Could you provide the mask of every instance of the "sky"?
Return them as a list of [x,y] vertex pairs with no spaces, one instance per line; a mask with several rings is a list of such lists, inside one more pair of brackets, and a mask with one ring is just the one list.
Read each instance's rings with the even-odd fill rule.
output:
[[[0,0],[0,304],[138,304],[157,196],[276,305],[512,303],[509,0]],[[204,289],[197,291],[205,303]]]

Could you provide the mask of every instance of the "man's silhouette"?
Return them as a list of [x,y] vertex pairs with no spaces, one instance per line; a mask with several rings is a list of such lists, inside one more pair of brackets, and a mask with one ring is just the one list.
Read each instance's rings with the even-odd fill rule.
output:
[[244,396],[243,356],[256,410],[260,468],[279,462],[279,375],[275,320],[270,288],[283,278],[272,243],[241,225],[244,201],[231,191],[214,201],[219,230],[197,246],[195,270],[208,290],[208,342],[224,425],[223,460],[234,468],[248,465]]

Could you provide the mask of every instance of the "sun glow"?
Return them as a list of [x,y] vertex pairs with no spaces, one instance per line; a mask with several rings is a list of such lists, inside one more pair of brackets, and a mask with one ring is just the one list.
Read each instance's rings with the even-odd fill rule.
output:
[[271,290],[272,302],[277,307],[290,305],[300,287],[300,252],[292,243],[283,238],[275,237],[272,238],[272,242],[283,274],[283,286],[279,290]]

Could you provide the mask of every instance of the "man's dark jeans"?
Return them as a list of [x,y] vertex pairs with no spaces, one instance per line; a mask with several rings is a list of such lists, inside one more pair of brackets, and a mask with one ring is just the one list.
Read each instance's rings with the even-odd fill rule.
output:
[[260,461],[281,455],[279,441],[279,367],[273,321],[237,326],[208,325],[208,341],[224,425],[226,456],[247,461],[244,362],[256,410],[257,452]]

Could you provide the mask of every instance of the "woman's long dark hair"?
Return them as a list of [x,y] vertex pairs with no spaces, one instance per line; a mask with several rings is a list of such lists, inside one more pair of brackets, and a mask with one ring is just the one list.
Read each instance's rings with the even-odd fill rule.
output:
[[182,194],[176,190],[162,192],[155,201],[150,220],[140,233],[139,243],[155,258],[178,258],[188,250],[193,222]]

**The request**
Please output the complete data exactly.

**Exercise solution**
Could you provide the mask of every instance of the "sky"?
Return them as a list of [x,y] vertex pairs with no spaces, one instance per line; a mask with several rings is a list of such lists, inside one more pair of brackets, and a mask with one ring is just the one list.
Read each instance's rings with the even-odd fill rule.
output:
[[[0,0],[0,304],[138,304],[157,196],[276,305],[512,303],[509,0]],[[204,289],[197,291],[205,303]]]

Could you provide the mask of every instance of the "man's silhouette"?
Return them as a list of [x,y] vertex pairs with no spaces, one instance per line; a mask with several rings is a list of such lists, inside one more pair of brackets, and a mask with one ring is just the one list.
Read each instance's rings with the even-odd fill rule.
output:
[[244,396],[243,356],[256,410],[260,468],[279,462],[279,375],[275,320],[270,288],[283,278],[272,243],[241,225],[244,201],[231,191],[214,201],[219,230],[197,246],[195,270],[208,290],[208,342],[224,425],[223,460],[234,468],[248,465]]

Could you provide the mask of every instance of the "sun glow"?
Return them as a list of [x,y] vertex pairs with no spaces, one instance per line; a mask with several rings is a list of such lists, inside one more pair of brackets, and a mask with one ring is just the one list.
Read each instance's rings with the even-odd fill rule.
output:
[[271,290],[272,302],[277,307],[290,305],[300,287],[300,252],[292,243],[283,238],[275,237],[272,238],[272,242],[283,274],[283,286],[279,290]]

Could you provide the mask of every instance of the "man's dark jeans"?
Return them as a list of [x,y] vertex pairs with no spaces, one instance per line; a mask with several rings is a list of such lists, inside one more pair of brackets, and a mask with one ring is just the one list.
Read each instance's rings with the even-odd fill rule.
output:
[[260,461],[281,455],[279,441],[279,367],[273,321],[237,326],[208,325],[208,341],[224,425],[226,456],[247,461],[244,362],[256,410],[257,452]]

Could you provide the mask of every instance of the "woman's long dark hair"?
Return them as a list of [x,y] vertex pairs with no spaces, one instance per line; a mask with several rings is a list of such lists, inside one more pair of brackets, and a mask with one ring is just the one list.
Read each instance's rings with the even-odd fill rule.
output:
[[182,194],[176,190],[162,192],[155,201],[150,220],[140,233],[139,243],[155,258],[178,258],[188,250],[193,222]]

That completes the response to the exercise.